* Short task:
Copy out the entries below with every "Annotation task" swapped for "Labeling job" and nothing else changed, leaving the pictures out.
======== Dataset content
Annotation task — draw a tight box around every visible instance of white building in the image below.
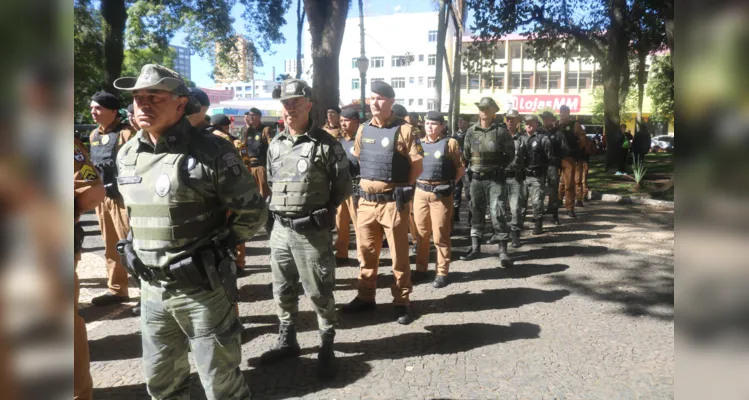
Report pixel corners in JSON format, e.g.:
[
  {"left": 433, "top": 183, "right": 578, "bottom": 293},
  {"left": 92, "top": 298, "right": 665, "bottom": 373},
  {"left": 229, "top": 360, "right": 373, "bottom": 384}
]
[{"left": 304, "top": 12, "right": 455, "bottom": 113}]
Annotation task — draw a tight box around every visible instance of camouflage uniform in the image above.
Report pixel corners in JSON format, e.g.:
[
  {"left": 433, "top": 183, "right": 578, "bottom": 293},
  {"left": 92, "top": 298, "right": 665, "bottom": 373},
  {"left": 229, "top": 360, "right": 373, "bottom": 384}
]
[{"left": 109, "top": 64, "right": 267, "bottom": 399}]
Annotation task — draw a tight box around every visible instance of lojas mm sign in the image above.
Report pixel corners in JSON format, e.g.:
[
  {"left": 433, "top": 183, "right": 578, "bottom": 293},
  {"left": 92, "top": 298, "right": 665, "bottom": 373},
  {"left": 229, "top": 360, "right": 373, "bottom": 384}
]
[{"left": 512, "top": 94, "right": 580, "bottom": 113}]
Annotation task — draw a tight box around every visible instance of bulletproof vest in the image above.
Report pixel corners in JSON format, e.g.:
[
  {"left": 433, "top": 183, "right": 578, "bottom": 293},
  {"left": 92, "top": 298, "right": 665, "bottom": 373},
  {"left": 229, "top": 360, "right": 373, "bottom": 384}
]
[
  {"left": 117, "top": 138, "right": 227, "bottom": 268},
  {"left": 471, "top": 124, "right": 504, "bottom": 172},
  {"left": 91, "top": 130, "right": 120, "bottom": 186},
  {"left": 270, "top": 130, "right": 330, "bottom": 216},
  {"left": 359, "top": 123, "right": 411, "bottom": 183},
  {"left": 419, "top": 138, "right": 456, "bottom": 181},
  {"left": 559, "top": 121, "right": 580, "bottom": 158},
  {"left": 338, "top": 137, "right": 361, "bottom": 179}
]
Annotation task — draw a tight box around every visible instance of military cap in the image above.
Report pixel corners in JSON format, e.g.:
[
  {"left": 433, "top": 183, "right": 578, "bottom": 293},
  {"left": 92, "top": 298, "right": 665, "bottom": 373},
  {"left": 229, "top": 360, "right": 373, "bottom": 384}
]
[
  {"left": 190, "top": 88, "right": 211, "bottom": 107},
  {"left": 341, "top": 108, "right": 359, "bottom": 120},
  {"left": 370, "top": 81, "right": 395, "bottom": 99},
  {"left": 424, "top": 111, "right": 445, "bottom": 124},
  {"left": 91, "top": 92, "right": 120, "bottom": 110},
  {"left": 476, "top": 97, "right": 499, "bottom": 110},
  {"left": 383, "top": 103, "right": 408, "bottom": 118},
  {"left": 505, "top": 109, "right": 520, "bottom": 118},
  {"left": 211, "top": 114, "right": 231, "bottom": 126},
  {"left": 273, "top": 79, "right": 312, "bottom": 101}
]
================
* Answer to this exercise:
Labeling job — draw a tight box around every visible instance of white building in the image below.
Report pixel corners in JSON format, e.g.:
[
  {"left": 433, "top": 183, "right": 578, "bottom": 293},
  {"left": 92, "top": 298, "right": 665, "bottom": 373},
  {"left": 229, "top": 360, "right": 373, "bottom": 384}
]
[{"left": 304, "top": 12, "right": 455, "bottom": 113}]
Labeling job — draw a tight box around every visible instance of camouflage uniform in the image above.
Report pixel corners in JSON format, e.g.:
[
  {"left": 433, "top": 183, "right": 578, "bottom": 293},
  {"left": 92, "top": 298, "right": 665, "bottom": 373},
  {"left": 229, "top": 360, "right": 373, "bottom": 384}
]
[{"left": 109, "top": 64, "right": 267, "bottom": 399}]
Labeling job — draw a tight box around every visible instance of lojas mm sign in the image above.
Report pixel corners in JSON format, e.g.:
[
  {"left": 433, "top": 183, "right": 578, "bottom": 293},
  {"left": 92, "top": 298, "right": 665, "bottom": 373},
  {"left": 229, "top": 360, "right": 373, "bottom": 384}
]
[{"left": 512, "top": 94, "right": 580, "bottom": 113}]
Labeling job — draw a tight box around every visible instance of bulletproof vest in the image above.
Report pixel corners in JSON format, e.g.:
[
  {"left": 433, "top": 183, "right": 578, "bottom": 293},
  {"left": 92, "top": 298, "right": 665, "bottom": 373},
  {"left": 229, "top": 360, "right": 373, "bottom": 384}
]
[
  {"left": 117, "top": 138, "right": 227, "bottom": 268},
  {"left": 471, "top": 124, "right": 504, "bottom": 172},
  {"left": 91, "top": 130, "right": 120, "bottom": 186},
  {"left": 270, "top": 130, "right": 330, "bottom": 216},
  {"left": 359, "top": 123, "right": 411, "bottom": 183},
  {"left": 419, "top": 138, "right": 456, "bottom": 181},
  {"left": 559, "top": 121, "right": 580, "bottom": 158},
  {"left": 338, "top": 137, "right": 361, "bottom": 179}
]
Labeling job — draw a tight box around every visible instance of military cap in the image above.
Report pixel corners in JSON format, e.g.:
[
  {"left": 433, "top": 183, "right": 578, "bottom": 293},
  {"left": 92, "top": 298, "right": 665, "bottom": 373},
  {"left": 229, "top": 360, "right": 373, "bottom": 384}
]
[
  {"left": 190, "top": 88, "right": 211, "bottom": 107},
  {"left": 341, "top": 108, "right": 359, "bottom": 120},
  {"left": 370, "top": 81, "right": 395, "bottom": 99},
  {"left": 424, "top": 111, "right": 445, "bottom": 124},
  {"left": 91, "top": 92, "right": 120, "bottom": 110},
  {"left": 476, "top": 97, "right": 499, "bottom": 110},
  {"left": 383, "top": 103, "right": 408, "bottom": 118},
  {"left": 505, "top": 109, "right": 520, "bottom": 118},
  {"left": 211, "top": 114, "right": 231, "bottom": 126},
  {"left": 273, "top": 79, "right": 312, "bottom": 101}
]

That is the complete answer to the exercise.